# SOURCE RECORDS
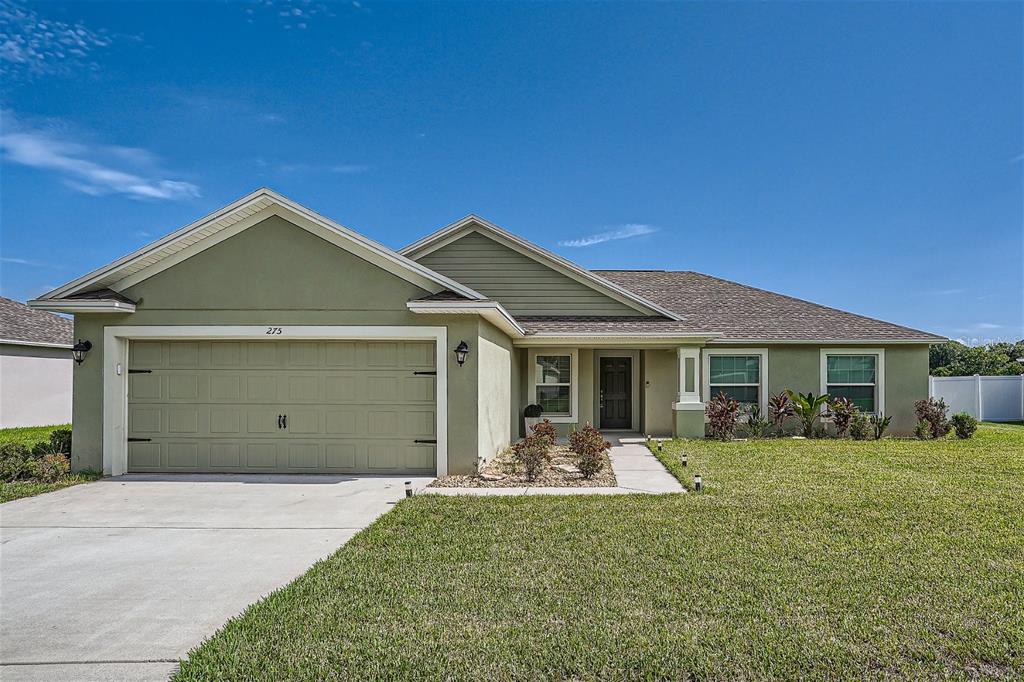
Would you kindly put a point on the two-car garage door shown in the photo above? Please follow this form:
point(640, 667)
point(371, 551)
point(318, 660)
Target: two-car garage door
point(310, 407)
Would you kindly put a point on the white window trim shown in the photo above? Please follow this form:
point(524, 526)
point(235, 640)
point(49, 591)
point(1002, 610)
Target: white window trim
point(880, 373)
point(573, 353)
point(762, 353)
point(116, 340)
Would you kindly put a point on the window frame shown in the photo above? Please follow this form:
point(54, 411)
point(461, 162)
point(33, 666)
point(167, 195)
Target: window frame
point(762, 354)
point(880, 374)
point(573, 354)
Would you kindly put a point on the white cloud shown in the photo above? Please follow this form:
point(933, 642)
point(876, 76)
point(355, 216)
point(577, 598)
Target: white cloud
point(31, 45)
point(89, 169)
point(622, 232)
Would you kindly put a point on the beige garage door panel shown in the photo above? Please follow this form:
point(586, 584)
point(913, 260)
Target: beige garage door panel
point(284, 407)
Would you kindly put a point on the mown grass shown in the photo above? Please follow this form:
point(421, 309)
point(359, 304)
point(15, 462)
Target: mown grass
point(802, 559)
point(30, 435)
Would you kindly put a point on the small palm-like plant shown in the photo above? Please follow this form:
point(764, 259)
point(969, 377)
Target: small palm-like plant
point(779, 410)
point(808, 408)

# WHAT TO WORK ON
What you return must be the lines above that run from the line with "point(167, 195)" to the line with "point(969, 377)", inclusive, each copied exactly.

# WRITTEN RESPONSE
point(167, 195)
Target: window frame
point(762, 354)
point(880, 374)
point(573, 354)
Would you kindly put a point on the white cloud shown in the photo above? Please follow this form:
point(933, 642)
point(876, 76)
point(355, 216)
point(577, 598)
Target: white cloud
point(31, 45)
point(89, 169)
point(622, 232)
Would you kindly put a point on the beige garage door panel shown in the photo above? Please follow this form:
point(586, 584)
point(913, 260)
Target: beige garage door panel
point(284, 407)
Would you kindly put a point on the mown grass shown in the photo above? Please follow this form:
point(421, 309)
point(359, 304)
point(15, 462)
Target: mown grass
point(802, 559)
point(30, 435)
Would you kindly put a point on the small palm-like plant shown in the photo above? Please follow this form:
point(764, 259)
point(969, 377)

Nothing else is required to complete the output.